Collected data entries
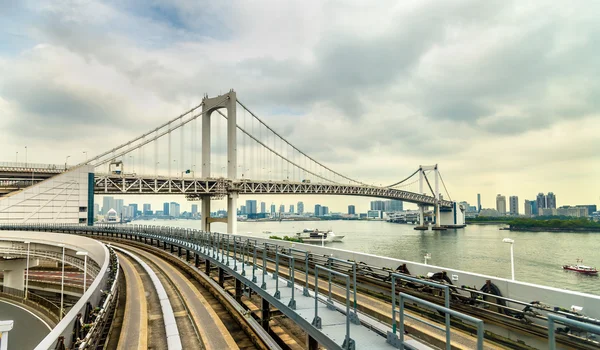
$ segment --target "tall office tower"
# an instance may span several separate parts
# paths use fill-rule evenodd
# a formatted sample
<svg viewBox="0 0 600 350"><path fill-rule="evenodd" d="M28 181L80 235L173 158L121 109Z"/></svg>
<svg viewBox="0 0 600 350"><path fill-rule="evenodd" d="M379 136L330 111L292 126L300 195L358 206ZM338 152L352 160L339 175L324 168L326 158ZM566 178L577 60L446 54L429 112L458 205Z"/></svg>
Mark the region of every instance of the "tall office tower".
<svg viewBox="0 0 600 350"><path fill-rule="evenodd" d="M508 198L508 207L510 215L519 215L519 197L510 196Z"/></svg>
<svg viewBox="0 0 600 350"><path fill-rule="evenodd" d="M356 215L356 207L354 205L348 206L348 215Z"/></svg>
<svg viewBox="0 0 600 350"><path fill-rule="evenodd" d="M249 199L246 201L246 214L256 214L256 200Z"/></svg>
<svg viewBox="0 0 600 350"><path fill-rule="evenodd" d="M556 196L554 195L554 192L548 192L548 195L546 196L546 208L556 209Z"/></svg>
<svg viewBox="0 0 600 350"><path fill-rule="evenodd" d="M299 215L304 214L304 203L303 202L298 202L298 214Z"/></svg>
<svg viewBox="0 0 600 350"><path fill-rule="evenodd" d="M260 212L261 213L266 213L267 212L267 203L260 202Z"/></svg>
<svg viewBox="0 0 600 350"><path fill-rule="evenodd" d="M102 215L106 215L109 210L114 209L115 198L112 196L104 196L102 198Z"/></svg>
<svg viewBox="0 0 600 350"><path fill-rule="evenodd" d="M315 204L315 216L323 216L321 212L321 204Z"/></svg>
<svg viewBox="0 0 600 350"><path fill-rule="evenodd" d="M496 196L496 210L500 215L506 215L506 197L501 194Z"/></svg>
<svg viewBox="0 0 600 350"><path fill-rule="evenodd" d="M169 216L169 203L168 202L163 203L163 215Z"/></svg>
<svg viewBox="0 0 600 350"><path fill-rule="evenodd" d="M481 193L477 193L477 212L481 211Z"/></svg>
--
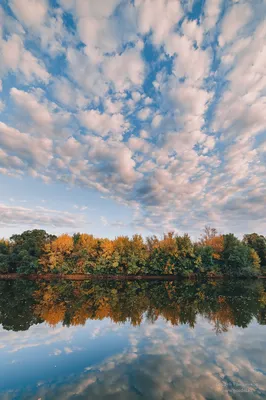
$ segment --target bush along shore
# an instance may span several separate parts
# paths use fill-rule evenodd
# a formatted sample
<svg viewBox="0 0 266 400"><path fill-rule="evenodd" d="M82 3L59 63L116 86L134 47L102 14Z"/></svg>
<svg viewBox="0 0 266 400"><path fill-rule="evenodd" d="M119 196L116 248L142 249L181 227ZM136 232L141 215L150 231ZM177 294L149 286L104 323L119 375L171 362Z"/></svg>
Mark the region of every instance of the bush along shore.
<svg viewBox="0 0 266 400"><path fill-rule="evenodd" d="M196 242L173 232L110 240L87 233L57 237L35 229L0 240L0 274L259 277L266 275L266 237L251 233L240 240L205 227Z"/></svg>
---
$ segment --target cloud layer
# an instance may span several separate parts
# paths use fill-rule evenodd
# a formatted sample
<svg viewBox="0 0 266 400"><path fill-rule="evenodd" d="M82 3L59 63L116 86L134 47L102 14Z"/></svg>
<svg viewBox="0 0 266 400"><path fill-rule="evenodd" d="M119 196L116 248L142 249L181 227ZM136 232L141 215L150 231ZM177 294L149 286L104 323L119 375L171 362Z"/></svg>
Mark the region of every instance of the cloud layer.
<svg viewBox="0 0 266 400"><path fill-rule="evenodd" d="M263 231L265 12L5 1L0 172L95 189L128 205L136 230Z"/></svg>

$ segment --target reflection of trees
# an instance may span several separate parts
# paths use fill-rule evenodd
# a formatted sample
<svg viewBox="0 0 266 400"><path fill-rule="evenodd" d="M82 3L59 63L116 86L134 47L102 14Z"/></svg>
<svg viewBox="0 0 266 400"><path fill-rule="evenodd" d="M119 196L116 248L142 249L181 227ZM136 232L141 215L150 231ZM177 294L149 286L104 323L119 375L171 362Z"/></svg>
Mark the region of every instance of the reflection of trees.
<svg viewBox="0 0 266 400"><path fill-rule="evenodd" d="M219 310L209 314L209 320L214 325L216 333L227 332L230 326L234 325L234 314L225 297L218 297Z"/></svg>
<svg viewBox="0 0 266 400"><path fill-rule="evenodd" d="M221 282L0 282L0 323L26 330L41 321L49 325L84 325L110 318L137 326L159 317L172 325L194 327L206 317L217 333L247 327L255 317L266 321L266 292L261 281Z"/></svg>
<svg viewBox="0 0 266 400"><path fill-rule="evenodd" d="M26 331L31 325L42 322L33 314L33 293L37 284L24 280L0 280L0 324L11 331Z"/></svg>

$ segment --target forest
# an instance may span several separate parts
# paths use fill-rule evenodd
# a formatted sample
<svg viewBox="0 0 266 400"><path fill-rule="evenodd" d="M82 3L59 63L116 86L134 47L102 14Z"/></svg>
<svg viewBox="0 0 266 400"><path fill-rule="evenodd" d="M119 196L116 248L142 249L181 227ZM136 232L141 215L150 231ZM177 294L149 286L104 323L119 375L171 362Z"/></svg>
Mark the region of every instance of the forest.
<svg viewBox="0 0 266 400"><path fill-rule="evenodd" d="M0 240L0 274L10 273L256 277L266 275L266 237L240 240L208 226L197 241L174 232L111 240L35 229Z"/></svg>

▶ [YOUR TASK]
In the lines above, locate the string "segment". Copy every line where it occurs.

▶ [TASK SOLUTION]
$ segment --target "tall office tower"
$ segment --target bush along shore
$ segment --target cloud layer
$ segment --target reflection of trees
$ segment --target forest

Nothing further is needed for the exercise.